WRITTEN EXERCISE
Count the lines in the items that contain the word "mountain", and reply with the number alone.

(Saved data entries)
========================================

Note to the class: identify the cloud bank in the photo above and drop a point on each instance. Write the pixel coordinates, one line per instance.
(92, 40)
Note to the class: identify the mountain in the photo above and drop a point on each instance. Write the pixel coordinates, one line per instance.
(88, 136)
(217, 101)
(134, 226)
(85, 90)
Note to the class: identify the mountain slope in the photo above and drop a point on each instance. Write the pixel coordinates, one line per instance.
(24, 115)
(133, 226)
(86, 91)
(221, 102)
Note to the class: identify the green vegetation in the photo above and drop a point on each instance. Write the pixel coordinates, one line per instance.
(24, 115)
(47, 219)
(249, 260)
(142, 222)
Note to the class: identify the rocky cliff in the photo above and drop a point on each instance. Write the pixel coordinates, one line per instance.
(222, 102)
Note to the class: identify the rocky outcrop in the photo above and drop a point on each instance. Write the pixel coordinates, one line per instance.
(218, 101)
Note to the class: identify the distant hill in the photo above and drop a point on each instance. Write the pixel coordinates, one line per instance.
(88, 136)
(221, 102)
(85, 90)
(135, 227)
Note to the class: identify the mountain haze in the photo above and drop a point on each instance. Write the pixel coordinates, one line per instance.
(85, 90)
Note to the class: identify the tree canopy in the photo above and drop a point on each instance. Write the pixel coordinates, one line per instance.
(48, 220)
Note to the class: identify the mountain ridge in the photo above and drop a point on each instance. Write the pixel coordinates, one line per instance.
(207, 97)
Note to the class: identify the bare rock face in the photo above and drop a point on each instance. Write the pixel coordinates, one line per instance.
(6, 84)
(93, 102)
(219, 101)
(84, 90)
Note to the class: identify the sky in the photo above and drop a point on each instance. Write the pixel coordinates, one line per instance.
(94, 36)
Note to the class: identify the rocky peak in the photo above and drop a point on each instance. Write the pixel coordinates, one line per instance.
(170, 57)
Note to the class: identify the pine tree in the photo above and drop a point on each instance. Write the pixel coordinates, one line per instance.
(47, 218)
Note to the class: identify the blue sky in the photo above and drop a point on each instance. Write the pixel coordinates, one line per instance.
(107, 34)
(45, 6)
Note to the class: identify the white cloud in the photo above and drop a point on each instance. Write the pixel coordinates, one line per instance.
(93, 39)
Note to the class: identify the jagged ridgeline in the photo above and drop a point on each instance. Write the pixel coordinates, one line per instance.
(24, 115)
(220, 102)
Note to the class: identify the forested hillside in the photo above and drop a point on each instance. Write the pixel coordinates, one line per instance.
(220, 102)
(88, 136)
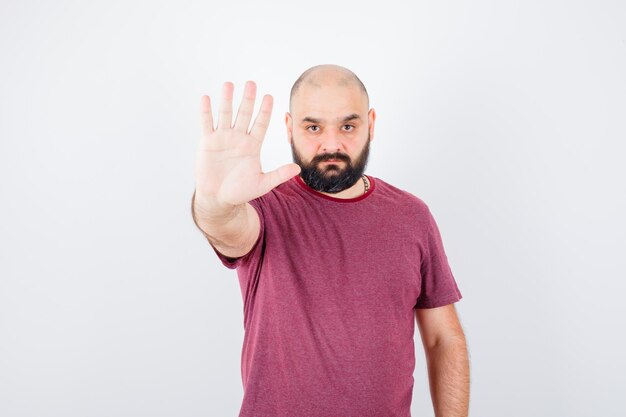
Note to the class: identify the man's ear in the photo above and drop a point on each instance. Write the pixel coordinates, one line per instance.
(371, 117)
(289, 125)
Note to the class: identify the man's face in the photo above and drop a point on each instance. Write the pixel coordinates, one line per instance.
(324, 174)
(330, 123)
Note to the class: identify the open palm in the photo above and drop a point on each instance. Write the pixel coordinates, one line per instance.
(228, 160)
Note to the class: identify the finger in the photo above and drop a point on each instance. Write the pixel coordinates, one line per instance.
(226, 107)
(206, 115)
(247, 106)
(262, 120)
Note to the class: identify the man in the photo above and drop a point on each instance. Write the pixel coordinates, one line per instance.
(333, 264)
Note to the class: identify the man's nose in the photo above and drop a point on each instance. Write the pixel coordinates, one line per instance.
(331, 141)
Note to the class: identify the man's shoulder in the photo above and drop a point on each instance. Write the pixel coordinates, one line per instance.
(400, 195)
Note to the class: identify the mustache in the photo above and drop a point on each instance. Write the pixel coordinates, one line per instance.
(328, 156)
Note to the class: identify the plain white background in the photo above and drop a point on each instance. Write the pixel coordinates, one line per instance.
(506, 117)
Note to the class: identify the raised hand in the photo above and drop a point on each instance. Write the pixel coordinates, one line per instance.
(228, 161)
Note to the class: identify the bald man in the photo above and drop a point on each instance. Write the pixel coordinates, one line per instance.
(335, 266)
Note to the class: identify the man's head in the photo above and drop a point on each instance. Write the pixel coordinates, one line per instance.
(329, 119)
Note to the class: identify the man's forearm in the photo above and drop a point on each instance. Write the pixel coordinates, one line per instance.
(448, 374)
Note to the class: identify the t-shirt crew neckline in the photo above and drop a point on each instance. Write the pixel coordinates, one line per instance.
(301, 182)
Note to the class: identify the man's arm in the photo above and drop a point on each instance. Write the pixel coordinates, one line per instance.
(447, 360)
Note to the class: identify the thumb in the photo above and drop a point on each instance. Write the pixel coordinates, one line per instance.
(278, 176)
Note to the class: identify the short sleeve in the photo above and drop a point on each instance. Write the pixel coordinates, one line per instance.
(438, 286)
(233, 263)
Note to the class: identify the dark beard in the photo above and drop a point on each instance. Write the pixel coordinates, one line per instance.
(332, 178)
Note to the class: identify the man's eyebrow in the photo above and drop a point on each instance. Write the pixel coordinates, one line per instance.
(352, 116)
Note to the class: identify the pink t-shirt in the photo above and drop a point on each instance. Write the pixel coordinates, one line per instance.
(329, 292)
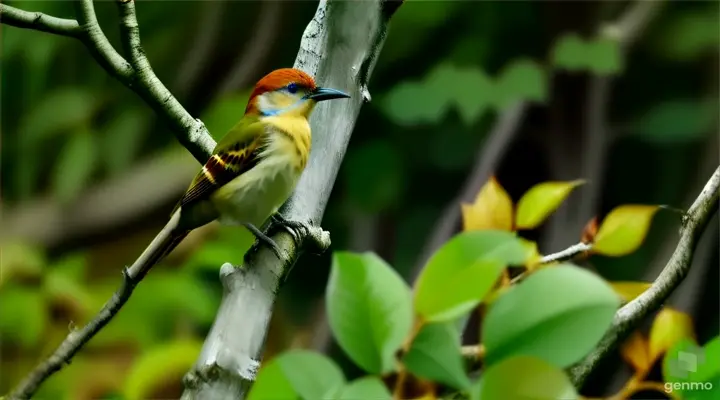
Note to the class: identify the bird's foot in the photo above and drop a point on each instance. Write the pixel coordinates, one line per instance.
(296, 229)
(303, 232)
(262, 238)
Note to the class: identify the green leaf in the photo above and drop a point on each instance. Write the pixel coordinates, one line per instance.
(369, 309)
(600, 55)
(693, 372)
(297, 374)
(523, 378)
(75, 166)
(459, 275)
(623, 230)
(540, 201)
(690, 35)
(677, 121)
(368, 387)
(569, 52)
(164, 365)
(60, 110)
(374, 176)
(435, 355)
(271, 384)
(604, 56)
(472, 92)
(23, 317)
(122, 138)
(65, 292)
(20, 260)
(417, 21)
(524, 79)
(557, 314)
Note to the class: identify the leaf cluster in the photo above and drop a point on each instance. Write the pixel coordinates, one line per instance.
(550, 316)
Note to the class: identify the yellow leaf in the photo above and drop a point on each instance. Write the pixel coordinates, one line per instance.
(630, 290)
(635, 352)
(492, 209)
(668, 328)
(623, 229)
(533, 257)
(540, 201)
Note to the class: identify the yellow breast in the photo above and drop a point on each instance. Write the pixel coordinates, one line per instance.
(258, 193)
(296, 129)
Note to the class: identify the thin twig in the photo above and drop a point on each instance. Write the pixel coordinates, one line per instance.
(194, 136)
(632, 314)
(562, 255)
(39, 21)
(189, 131)
(138, 76)
(596, 138)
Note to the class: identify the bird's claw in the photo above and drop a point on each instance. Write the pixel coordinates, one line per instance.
(262, 238)
(296, 229)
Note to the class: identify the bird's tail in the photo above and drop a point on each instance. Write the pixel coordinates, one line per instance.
(165, 241)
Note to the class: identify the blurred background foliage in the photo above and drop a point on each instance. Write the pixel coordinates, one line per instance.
(89, 174)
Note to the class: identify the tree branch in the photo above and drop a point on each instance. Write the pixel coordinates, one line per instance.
(193, 134)
(631, 315)
(137, 75)
(339, 48)
(489, 156)
(190, 132)
(102, 207)
(256, 49)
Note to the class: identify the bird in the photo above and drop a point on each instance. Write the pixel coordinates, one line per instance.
(254, 167)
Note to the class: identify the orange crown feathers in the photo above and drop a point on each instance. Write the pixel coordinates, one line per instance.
(277, 79)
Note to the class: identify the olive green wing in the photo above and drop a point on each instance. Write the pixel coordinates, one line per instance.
(237, 152)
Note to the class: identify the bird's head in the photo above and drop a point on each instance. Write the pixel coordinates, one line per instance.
(288, 91)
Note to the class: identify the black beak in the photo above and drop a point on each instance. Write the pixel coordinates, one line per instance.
(321, 94)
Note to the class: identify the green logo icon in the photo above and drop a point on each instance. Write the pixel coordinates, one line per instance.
(686, 361)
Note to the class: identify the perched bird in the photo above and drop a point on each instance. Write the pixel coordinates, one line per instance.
(254, 167)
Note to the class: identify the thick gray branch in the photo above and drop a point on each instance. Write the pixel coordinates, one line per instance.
(138, 76)
(339, 48)
(632, 314)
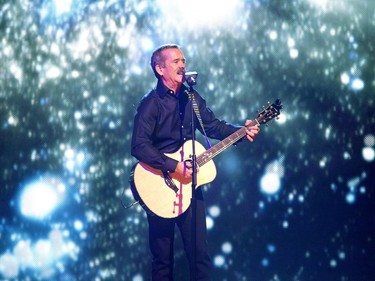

========================================

ANSWER TO THE PROBLEM
4